- [What needs to be done]: Please restate the data word for word.

- [Entries taken from a collection]:

╔══

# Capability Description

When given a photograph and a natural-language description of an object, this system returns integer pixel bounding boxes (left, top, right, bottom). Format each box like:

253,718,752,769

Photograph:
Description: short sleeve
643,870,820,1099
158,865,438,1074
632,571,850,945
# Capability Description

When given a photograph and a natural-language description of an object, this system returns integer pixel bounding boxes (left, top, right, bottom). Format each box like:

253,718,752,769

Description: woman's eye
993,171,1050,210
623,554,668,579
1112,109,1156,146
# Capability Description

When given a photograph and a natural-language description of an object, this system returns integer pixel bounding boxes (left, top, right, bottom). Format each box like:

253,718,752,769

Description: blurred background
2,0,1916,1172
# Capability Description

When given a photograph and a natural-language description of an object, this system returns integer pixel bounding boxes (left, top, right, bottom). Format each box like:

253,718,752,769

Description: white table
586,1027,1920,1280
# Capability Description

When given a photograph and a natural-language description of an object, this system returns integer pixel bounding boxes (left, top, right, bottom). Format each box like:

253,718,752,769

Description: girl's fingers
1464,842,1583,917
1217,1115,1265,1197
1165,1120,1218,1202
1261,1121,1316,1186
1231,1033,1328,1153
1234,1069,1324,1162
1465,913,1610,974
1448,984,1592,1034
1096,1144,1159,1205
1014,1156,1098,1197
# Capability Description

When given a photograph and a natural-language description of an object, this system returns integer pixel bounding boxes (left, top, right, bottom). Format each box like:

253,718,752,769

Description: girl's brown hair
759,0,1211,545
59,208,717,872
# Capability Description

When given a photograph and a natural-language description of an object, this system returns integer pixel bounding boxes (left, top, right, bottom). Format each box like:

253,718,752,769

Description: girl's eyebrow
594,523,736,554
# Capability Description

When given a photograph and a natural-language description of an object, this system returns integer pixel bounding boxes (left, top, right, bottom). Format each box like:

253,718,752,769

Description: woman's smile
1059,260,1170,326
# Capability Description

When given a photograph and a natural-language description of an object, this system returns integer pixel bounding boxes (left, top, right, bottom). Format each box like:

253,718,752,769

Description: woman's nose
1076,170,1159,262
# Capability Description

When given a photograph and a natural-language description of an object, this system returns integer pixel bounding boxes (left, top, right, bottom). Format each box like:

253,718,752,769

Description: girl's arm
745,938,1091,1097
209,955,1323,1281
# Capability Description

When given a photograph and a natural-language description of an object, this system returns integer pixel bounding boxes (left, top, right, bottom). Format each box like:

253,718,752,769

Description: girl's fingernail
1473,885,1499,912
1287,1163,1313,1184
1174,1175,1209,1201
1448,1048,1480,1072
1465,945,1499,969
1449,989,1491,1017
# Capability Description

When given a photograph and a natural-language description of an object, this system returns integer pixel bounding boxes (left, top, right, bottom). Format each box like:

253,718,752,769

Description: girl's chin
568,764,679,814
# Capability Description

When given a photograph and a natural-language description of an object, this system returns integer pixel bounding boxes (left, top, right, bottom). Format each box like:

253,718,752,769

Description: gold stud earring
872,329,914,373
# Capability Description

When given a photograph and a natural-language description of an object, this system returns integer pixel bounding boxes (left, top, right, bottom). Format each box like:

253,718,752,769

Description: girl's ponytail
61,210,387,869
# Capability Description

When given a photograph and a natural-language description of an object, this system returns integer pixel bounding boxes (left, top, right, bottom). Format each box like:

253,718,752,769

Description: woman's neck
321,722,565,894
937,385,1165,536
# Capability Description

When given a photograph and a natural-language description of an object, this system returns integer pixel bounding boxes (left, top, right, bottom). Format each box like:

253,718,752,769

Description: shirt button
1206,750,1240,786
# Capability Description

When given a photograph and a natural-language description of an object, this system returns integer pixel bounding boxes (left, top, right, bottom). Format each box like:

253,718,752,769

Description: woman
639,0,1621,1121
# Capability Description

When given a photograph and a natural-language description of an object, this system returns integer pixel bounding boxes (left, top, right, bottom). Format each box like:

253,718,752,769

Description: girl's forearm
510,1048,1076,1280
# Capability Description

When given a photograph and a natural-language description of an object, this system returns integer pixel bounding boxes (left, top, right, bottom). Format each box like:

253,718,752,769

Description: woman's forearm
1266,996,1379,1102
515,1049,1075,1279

╚══

- [Written answer]:
# Capability Description

When given a photograph and a natural-language description of an object, this system returns integer pixel bounding boxes (left, top, right, bottom). Format each box like:

253,718,752,769

Photograph:
Description: short sleeve
643,870,820,1099
158,865,438,1074
632,571,850,945
# Capability Description

When given a photograph and a natural-language description of an object, this system returns integer pixel bounding boxes (left, top, right, bottom). Format each box like:

253,718,752,769

Description: woman's eye
993,171,1050,210
623,554,668,579
1112,109,1156,146
# Capability Description

When given a photograph and a natural-language description of an object, this system returns integer pixel bounding boxes (left, top, right, bottom). Format each box like:

253,718,752,769

Description: blurred background
2,0,1916,1172
# Capability Description

When given a photograph and a natural-language description of an object, this system returns integer pixel bounding boxes (left, top, right, bottom). Format each box like:

253,718,752,769

Description: white table
586,1027,1920,1280
# Capability Description

When given a photograph and a natural-language description of an object, this system returns integer pixel bounding boxes (left, top, right, bottom). Format each box like:

253,718,752,769

Description: girl's fingers
1464,842,1583,917
1217,1115,1265,1197
1165,1120,1218,1202
1261,1121,1316,1186
1231,1033,1328,1153
1234,1069,1324,1162
1465,913,1610,974
1448,984,1592,1034
1096,1144,1159,1205
1014,1156,1098,1197
# Capability Description

When given a photograph and a natural-language description of an object, this system returns integer pixel bounding boxes (left, top, right, bottom). Format each box like:

253,718,752,769

Description: girl's brown hair
759,0,1211,545
59,208,717,872
# Capability Description

When given a photograph and a natural-language description of an object, this system returns integer pixel bounding boxes (left, top, right, bottom). Format each box like:

253,718,752,769

Description: girl's eyebrow
594,523,736,554
# Capability Description

When given a photograph and a natural-language description of an object, this system returns integer pixel bounding boxes (left, top, right, bottom). Format each box like:

253,718,752,769

Description: woman's smile
1059,260,1170,326
# Capability Description

When given a photograph and a natural-language description of an object, this system returns integer pixel bounding boxes (left, top, right, bottom). Format each box like:

253,718,752,769

Description: woman's nose
1076,170,1159,262
# Capability Description

When given a photograph and a natural-language description of an object, this system returns integer pixel bounding boxes (left, top, right, bottom). Format each box like:

253,718,752,769

Description: girl's arm
745,938,1091,1097
209,955,1323,1281
# Capability Description

When given a photograph and a natural-language description of an object, this system returns integer pixel bounding boxes (left, top, right, bottom). Format each box like:

253,718,752,769

Description: girl's fingernail
1473,885,1499,912
1287,1163,1313,1184
1174,1175,1209,1201
1448,1048,1480,1072
1465,945,1499,969
1449,989,1491,1017
# Capability Description

When given a photograph and a natural-language description of an object, this system returns integer pixel bounding boxes (left, top, right, bottom). Format each box like:

253,718,752,769

Description: girl's chin
568,764,679,814
# Capability Description

When given a photograph and a natural-language description of an object, this system returns integer pixel bounding boxes (left, top, right, bottom). Format each box like:

253,718,752,769

Description: gold stud earring
872,329,914,373
# Capability Description

When given a photograph and a natural-language description of an object, this system returns integer pixel bounding boxes (left, top, right, bottom). Format each box like:

253,718,752,769

Description: girl's ponytail
61,210,387,869
# Capability Description

When given a photograph and a natural-language description of an object, this system returns integer pixel bounding boxes (left, top, right, bottom). Format each box like:

253,718,752,769

Description: woman's neck
321,722,565,894
937,385,1165,536
# Capability Description

When given a photograph and a natural-language description of an object, this system returns integer pixel bounding boxes (left, top, right, bottom). Format each box like:

253,718,752,769

Description: shirt button
1206,750,1240,786
# Capability Description

When given a photograph and a natural-language description of an object, this system returns integer pixel bounding boxes (left, top, right, bottom). Format each box like:

253,718,752,769

Description: woman
639,0,1621,1121
# Capability Description

When given a photograph and a natural-language description of an object, this system returns integer pixel bounding boxes (left, top, right, bottom). Format each box like:

253,718,752,769

Description: girl's forearm
510,1048,1076,1280
# Capability Description

When given a photograph and a natural-language description of an object, this system returns integer pixel bounding boxes (left, top, right, bottom). Format each box like:

253,718,752,769

Description: woman's forearm
1266,996,1379,1102
515,1049,1075,1279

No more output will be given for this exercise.